Copy the data. Keep every character as given.

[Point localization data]
=== Begin Enclosure ===

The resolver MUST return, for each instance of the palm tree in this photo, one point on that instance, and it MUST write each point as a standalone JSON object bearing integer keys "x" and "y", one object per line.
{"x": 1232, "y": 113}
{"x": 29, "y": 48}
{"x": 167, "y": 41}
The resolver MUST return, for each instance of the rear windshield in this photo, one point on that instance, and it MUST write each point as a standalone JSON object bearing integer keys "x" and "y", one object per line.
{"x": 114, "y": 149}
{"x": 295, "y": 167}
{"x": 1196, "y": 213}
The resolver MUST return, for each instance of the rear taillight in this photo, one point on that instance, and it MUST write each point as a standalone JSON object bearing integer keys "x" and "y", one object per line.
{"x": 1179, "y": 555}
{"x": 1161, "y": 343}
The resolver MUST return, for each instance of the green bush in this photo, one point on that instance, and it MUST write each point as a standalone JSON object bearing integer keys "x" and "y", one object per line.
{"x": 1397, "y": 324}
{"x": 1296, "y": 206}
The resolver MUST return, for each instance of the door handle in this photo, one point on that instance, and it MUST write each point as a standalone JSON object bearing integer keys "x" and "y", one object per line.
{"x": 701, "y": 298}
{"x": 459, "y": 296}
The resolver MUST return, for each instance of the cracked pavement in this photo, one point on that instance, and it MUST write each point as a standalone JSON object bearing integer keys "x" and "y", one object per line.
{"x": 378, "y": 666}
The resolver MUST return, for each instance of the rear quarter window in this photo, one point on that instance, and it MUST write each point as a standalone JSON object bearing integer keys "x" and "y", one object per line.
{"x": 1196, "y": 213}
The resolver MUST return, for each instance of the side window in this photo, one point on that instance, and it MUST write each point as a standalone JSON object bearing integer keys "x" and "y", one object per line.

=== End Enclosure ===

Reply:
The resolver MUST return, for each instance of the palm tree in this photo, one point on that instance, and it MUST write each point as a standalone JSON object bearing integer keys "x" and "y", one object per line.
{"x": 1232, "y": 113}
{"x": 29, "y": 48}
{"x": 167, "y": 41}
The resolver MUST return, for each instance of the rear windshield in this photo, one point on that instance, and it MUST write each point as a standalone JSON object bearing integer keys "x" and "y", one object per line.
{"x": 114, "y": 149}
{"x": 295, "y": 167}
{"x": 1196, "y": 213}
The resolver MUST return, for each instance of the rear taillight in this photo, one point on that instance, and it MUST write each point as a standalone JSON object bearing integer keys "x" and "y", one object per line.
{"x": 1179, "y": 555}
{"x": 1161, "y": 343}
The resolver MUST return, for each instance of the green bush in this photo, one point on that instance, and it MUST write each point as a standalone JSON object bearing integer keys "x" and "y", one object per line.
{"x": 1397, "y": 324}
{"x": 1296, "y": 206}
The resolver MUST return, for each instance of the door handle in this photo, one point on that instance, and it MUST write each point as a standalone JSON object bearing integer keys "x" and "y", one object per line.
{"x": 701, "y": 298}
{"x": 459, "y": 296}
The resolver MUST return, for each instance of the cracked pavement in this photo, one point on that instance, and it MUST write each point as a standalone JSON object bearing integer keys "x" and "y", one object per line.
{"x": 378, "y": 666}
The resolver MUST return, for each instance of the rear quarter window in this photo, one point on that instance, and it MUST write each point as a standalone JSON object bearing integer keys "x" and "y", one object per line.
{"x": 1196, "y": 213}
The resolver MUST return, for each instance of the side window in this photo, one point on that instance, and it MUST write each point as a standalone JSON object bearing integer keys "x" and "y", one object per line.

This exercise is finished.